→ **DOCUMENT PASSAGE**:
Issue 1: False Positives

Symptom: Alerts for orders that were actually ingested

Investigation:

-- Check if order exists
SELECT * FROM raw_ops.orders 
WHERE shopify_order_id = '6234567890123';

-- Check ops_events timing
SELECT * FROM raw_ops.ops_events
WHERE meta->>'shopify_order_id' = '6234567890123'
ORDER BY created_at DESC;

Common Causes: - Clock skew between Shopify and Supabase - Order ingestion delayed but eventually succeeded - Duplicate webhook events

Resolution: - Review timing to confirm if it was a genuine SLO breach - If frequent false positives, consider adjusting threshold

Issue 2: Monitor Not Running

Symptom: No alerts even when orders are delayed

Investigation:

-- Check job status
SELECT jobname, schedule, active 
FROM cron.job 
WHERE jobname = 'monitor-order-ingestion-slo';

-- Check recent runs
SELECT * FROM raw_ops.monitoring_runs
WHERE check_name = 'order_ingestion_slo'
ORDER BY run_at DESC LIMIT 5;

-- Check cron execution
SELECT * FROM cron.job_run_details
WHERE jobid = (SELECT jobid FROM cron.job WHERE jobname = 'monitor-order-ingestion-slo')

→ **ENTRIES SHOWN**:
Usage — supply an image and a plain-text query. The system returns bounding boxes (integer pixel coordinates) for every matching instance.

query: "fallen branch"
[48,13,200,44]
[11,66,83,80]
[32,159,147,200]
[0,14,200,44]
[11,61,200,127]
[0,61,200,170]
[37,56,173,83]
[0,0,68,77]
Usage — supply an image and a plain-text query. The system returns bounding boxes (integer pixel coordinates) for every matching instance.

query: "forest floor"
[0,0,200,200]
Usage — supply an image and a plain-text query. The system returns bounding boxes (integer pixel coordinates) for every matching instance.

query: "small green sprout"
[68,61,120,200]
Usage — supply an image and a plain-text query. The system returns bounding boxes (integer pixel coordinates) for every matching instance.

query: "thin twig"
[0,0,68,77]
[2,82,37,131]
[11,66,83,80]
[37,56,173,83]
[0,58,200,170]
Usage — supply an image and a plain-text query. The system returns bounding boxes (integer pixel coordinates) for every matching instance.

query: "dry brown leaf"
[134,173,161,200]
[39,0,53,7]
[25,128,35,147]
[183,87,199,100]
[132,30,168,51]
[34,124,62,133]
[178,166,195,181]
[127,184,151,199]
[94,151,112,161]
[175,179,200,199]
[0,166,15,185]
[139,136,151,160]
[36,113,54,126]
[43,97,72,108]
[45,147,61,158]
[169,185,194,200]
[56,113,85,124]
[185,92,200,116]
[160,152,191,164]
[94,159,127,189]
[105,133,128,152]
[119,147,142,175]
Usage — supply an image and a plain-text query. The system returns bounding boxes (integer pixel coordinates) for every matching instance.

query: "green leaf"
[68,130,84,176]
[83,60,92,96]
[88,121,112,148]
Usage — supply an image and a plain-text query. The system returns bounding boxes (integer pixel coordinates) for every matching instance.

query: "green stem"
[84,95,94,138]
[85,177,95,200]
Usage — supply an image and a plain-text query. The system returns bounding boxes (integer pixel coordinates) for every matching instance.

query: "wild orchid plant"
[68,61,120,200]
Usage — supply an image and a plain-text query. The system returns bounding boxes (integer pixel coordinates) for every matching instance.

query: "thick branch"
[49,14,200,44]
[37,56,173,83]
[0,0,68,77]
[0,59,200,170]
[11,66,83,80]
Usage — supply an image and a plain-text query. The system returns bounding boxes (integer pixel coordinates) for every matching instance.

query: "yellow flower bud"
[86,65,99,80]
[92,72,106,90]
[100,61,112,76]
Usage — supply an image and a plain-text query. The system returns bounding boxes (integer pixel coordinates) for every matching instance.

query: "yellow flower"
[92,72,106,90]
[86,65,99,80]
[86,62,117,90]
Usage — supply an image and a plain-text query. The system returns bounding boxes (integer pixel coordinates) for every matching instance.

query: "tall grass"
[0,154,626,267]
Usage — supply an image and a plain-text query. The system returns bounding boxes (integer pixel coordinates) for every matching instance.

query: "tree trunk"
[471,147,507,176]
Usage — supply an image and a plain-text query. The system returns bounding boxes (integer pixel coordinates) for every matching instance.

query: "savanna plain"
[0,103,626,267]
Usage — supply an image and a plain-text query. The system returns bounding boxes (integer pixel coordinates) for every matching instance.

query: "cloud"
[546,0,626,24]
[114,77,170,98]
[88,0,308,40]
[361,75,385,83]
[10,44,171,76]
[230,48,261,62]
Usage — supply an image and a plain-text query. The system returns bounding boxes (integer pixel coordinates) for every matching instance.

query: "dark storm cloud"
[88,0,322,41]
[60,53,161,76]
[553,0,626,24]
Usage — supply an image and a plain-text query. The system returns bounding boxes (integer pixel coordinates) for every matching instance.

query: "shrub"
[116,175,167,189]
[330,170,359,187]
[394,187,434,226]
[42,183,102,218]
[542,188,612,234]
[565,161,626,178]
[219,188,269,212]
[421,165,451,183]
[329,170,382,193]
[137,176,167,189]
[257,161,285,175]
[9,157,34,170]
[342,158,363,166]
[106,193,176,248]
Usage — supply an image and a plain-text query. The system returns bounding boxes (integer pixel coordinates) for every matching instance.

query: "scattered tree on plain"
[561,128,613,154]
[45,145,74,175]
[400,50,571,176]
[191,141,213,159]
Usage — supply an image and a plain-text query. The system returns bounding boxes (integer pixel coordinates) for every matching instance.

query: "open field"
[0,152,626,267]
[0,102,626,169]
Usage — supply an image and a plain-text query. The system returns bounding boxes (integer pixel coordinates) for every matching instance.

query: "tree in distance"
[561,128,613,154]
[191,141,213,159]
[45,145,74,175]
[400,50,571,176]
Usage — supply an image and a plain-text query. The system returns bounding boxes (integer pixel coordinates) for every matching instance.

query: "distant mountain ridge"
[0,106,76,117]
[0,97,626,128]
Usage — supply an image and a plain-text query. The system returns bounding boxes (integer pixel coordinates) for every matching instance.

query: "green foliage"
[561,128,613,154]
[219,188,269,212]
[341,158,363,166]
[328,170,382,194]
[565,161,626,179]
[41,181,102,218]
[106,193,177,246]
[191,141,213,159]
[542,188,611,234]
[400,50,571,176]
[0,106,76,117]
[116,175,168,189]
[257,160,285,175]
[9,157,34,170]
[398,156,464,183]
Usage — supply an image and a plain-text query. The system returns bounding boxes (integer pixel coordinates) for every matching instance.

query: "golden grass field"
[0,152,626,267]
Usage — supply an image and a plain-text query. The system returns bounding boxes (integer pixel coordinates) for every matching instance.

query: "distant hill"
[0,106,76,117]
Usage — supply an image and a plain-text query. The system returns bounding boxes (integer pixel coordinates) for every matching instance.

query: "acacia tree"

→ **YOUR TASK**:
Copy the order ingestion troubleshooting notes above, beginning at the words "-- Check job" and stopping after "jobname = 'monitor-order-ingestion-slo')", and replace "LIMIT 5" with "LIMIT 10".

→ **EXERCISE OUTPUT**:
-- Check job status
SELECT jobname, schedule, active 
FROM cron.job 
WHERE jobname = 'monitor-order-ingestion-slo';

-- Check recent runs
SELECT * FROM raw_ops.monitoring_runs
WHERE check_name = 'order_ingestion_slo'
ORDER BY run_at DESC LIMIT 10;

-- Check cron execution
SELECT * FROM cron.job_run_details
WHERE jobid = (SELECT jobid FROM cron.job WHERE jobname = 'monitor-order-ingestion-slo')